■ PROMPT ■
Find each line in the data below that contains the word "surface", and copy those lines out. Case counts.

[Coordinate annotation entries]
-------
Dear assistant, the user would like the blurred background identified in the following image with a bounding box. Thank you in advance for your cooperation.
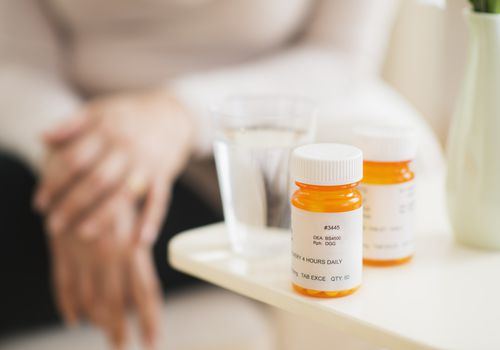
[0,0,467,350]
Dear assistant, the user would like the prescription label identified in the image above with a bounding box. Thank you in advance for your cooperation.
[359,181,415,260]
[292,206,363,292]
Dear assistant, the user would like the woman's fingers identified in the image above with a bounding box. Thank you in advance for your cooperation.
[43,112,90,147]
[48,152,128,235]
[34,132,106,211]
[51,238,79,326]
[138,174,170,245]
[129,247,161,347]
[98,193,136,348]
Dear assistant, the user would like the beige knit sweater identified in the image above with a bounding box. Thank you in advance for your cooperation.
[0,0,397,167]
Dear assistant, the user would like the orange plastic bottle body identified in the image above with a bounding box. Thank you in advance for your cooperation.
[361,160,415,267]
[291,182,362,298]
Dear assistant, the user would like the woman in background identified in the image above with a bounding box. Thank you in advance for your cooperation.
[0,0,395,346]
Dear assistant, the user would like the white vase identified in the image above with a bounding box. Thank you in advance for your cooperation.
[447,11,500,250]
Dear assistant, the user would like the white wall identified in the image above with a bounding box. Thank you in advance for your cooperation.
[383,0,468,143]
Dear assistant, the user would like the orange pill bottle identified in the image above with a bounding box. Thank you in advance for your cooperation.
[291,143,363,298]
[355,127,417,266]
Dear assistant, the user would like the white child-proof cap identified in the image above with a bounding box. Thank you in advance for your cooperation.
[290,143,363,186]
[354,127,418,162]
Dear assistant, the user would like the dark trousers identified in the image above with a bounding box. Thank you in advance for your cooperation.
[0,154,221,337]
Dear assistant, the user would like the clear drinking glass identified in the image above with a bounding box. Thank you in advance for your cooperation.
[213,96,315,256]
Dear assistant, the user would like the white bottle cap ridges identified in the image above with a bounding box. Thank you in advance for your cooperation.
[354,126,417,162]
[290,143,363,186]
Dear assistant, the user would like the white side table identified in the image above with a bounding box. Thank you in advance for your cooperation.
[169,174,500,349]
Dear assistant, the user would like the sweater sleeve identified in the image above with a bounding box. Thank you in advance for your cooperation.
[169,0,397,156]
[0,0,79,170]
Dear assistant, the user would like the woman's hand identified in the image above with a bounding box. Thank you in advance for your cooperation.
[35,92,192,242]
[50,193,161,348]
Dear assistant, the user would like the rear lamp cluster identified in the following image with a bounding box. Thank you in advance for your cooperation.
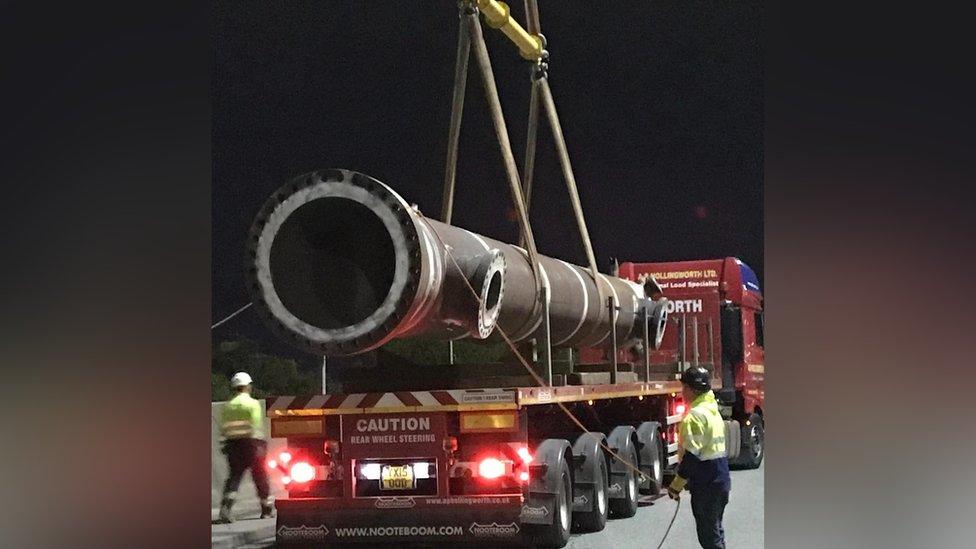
[267,450,315,486]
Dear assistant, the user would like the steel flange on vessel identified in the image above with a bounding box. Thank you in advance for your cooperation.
[248,170,666,356]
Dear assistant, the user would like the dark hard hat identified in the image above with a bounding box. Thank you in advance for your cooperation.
[681,366,711,391]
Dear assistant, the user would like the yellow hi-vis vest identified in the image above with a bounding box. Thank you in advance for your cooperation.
[678,391,726,461]
[220,393,264,440]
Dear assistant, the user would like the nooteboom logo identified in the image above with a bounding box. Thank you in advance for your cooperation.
[522,505,549,518]
[468,522,518,538]
[375,496,417,509]
[278,524,329,541]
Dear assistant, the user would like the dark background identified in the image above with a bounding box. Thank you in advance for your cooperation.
[212,0,763,364]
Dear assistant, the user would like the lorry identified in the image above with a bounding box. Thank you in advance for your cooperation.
[247,0,765,547]
[267,252,765,547]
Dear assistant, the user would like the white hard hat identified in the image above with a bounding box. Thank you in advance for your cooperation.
[230,372,251,387]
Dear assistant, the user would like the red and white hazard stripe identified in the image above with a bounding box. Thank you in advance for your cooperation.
[266,389,517,414]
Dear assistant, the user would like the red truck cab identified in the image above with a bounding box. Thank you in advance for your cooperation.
[618,257,766,467]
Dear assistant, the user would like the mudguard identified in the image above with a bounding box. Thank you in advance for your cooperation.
[607,425,640,499]
[573,433,609,512]
[519,438,573,524]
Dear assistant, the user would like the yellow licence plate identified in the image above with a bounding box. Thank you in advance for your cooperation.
[380,465,414,490]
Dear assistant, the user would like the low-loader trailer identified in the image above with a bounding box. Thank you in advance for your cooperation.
[267,254,764,547]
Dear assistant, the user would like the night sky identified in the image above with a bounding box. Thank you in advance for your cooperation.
[212,0,763,364]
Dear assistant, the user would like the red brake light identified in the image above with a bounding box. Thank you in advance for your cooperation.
[291,461,315,482]
[478,458,505,479]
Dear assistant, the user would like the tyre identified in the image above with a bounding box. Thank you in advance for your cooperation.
[532,460,573,547]
[733,414,766,469]
[637,422,665,496]
[610,448,638,518]
[573,452,610,532]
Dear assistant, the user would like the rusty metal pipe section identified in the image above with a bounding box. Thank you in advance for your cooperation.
[248,170,653,356]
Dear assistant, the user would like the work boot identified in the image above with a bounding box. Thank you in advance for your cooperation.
[261,496,274,518]
[220,496,234,524]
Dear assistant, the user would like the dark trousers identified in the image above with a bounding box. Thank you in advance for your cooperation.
[224,438,271,501]
[691,484,729,549]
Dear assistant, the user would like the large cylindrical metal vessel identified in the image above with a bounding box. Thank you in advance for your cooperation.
[249,170,657,355]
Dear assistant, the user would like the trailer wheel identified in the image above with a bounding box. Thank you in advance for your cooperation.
[575,452,610,532]
[724,420,742,464]
[637,421,665,496]
[733,414,766,469]
[527,460,573,548]
[610,447,638,518]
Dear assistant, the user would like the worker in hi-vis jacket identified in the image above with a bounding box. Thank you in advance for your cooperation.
[668,366,732,549]
[220,372,274,523]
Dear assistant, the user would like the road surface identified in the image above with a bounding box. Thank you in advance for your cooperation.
[211,462,765,549]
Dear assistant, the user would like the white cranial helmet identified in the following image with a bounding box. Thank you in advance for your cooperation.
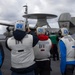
[14,20,25,31]
[37,27,45,35]
[61,28,69,36]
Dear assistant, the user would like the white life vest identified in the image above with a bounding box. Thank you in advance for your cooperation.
[7,34,35,68]
[61,35,75,61]
[34,39,52,61]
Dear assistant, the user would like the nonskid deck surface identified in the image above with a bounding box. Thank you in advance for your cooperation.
[0,43,75,75]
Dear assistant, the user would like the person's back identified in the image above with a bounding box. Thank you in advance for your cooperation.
[34,27,52,75]
[49,33,59,61]
[49,34,58,44]
[59,28,75,75]
[6,21,37,75]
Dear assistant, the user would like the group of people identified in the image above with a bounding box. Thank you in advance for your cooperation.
[0,20,75,75]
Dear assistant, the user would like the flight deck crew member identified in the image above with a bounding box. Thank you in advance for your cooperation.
[59,28,75,75]
[0,43,4,68]
[6,20,38,75]
[34,27,52,75]
[49,33,59,61]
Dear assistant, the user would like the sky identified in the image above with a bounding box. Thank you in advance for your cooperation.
[0,0,75,33]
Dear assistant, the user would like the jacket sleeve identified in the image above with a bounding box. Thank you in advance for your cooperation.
[29,31,39,47]
[59,40,66,73]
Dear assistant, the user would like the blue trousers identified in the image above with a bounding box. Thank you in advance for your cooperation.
[11,71,35,75]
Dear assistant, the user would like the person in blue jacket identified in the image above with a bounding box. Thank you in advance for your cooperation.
[0,43,4,68]
[6,20,38,75]
[59,28,75,75]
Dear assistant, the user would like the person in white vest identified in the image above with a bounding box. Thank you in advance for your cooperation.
[34,27,52,75]
[59,28,75,75]
[6,20,38,75]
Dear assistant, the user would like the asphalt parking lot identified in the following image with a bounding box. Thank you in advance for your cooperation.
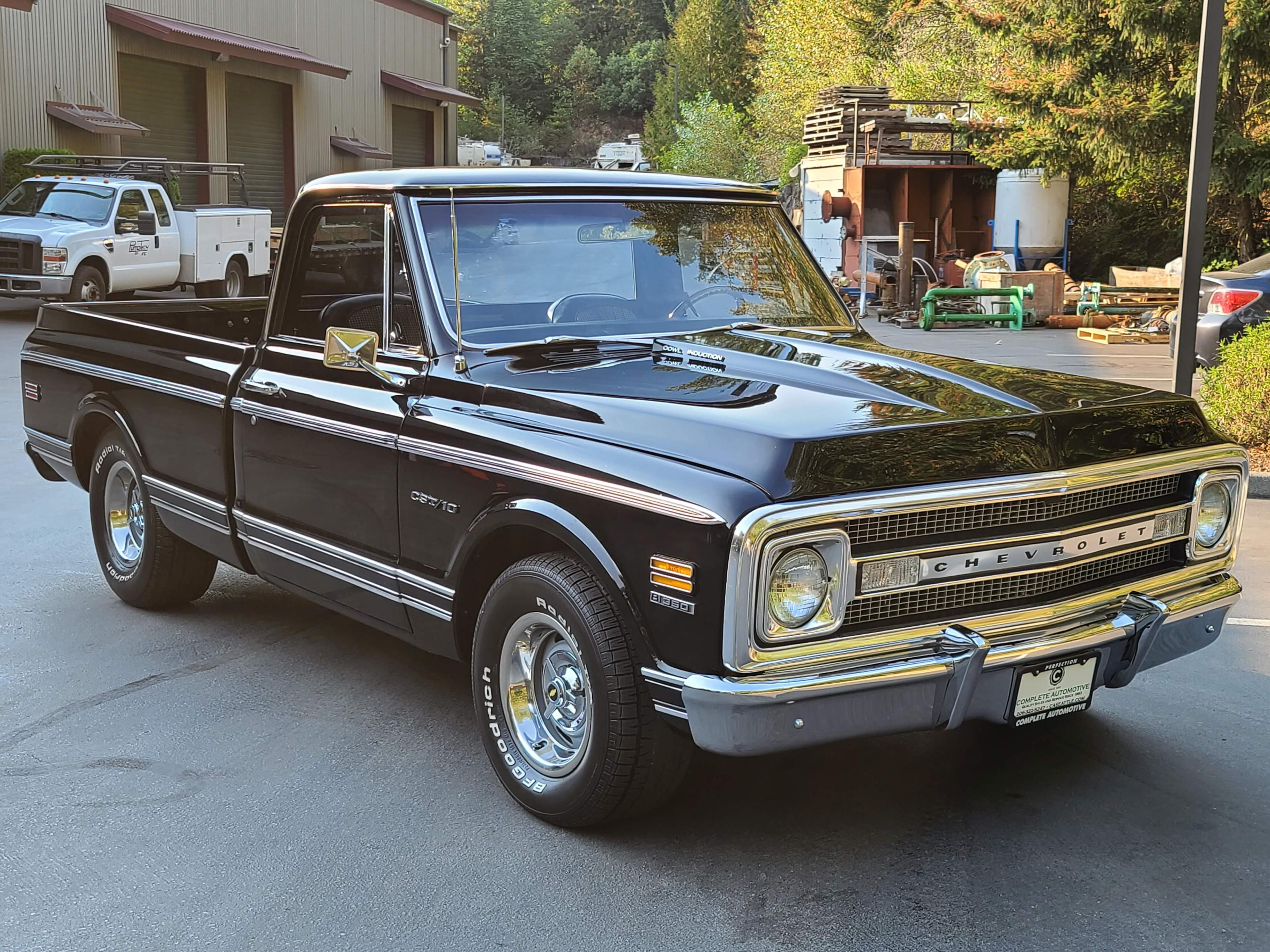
-------
■ RESULT ■
Dear assistant, the user would like the road surface identified in the image above with a bounding box. Thank you in advance for your cooperation.
Dear assistant, the user would like the nonskid deck surface identified in the image above with a bounding box. Thank you in advance for your cooperation.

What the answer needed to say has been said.